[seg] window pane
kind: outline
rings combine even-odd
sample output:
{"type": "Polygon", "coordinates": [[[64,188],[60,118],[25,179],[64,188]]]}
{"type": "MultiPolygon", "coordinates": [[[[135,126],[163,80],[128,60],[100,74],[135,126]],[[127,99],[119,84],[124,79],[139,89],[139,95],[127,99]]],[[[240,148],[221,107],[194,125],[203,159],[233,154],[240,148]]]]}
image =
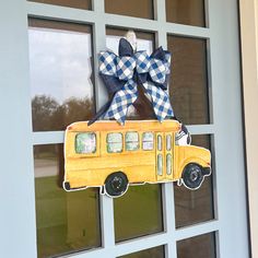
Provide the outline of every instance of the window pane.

========

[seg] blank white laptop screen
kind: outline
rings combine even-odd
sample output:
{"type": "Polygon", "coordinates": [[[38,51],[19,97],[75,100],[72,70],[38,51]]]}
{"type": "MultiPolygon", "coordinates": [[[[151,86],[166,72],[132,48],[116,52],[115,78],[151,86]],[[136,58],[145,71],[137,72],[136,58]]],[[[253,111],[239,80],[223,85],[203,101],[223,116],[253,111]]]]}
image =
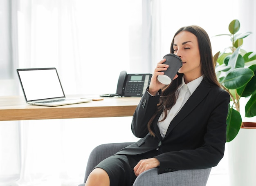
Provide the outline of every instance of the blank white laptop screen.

========

:: Exercise description ::
Copy out the data between the line holding "[seg] blank white laptop screen" and the line holding "Provide the outline of every instance of the blank", inclusive, leaving out the picture.

:: Expected output ::
[seg] blank white laptop screen
kind: outline
rings combine even-odd
sample output:
{"type": "Polygon", "coordinates": [[[38,51],[19,97],[75,100],[72,70],[38,51]]]}
{"type": "MultiPolygon", "coordinates": [[[[151,86],[166,72],[132,48],[116,52],[115,78],[151,86]],[[136,58],[145,71],[137,72],[136,58]]],[[[253,111],[239,80],[223,85],[203,101],[223,116],[253,111]]]]}
image =
Provide the outline of every instance of the blank white laptop screen.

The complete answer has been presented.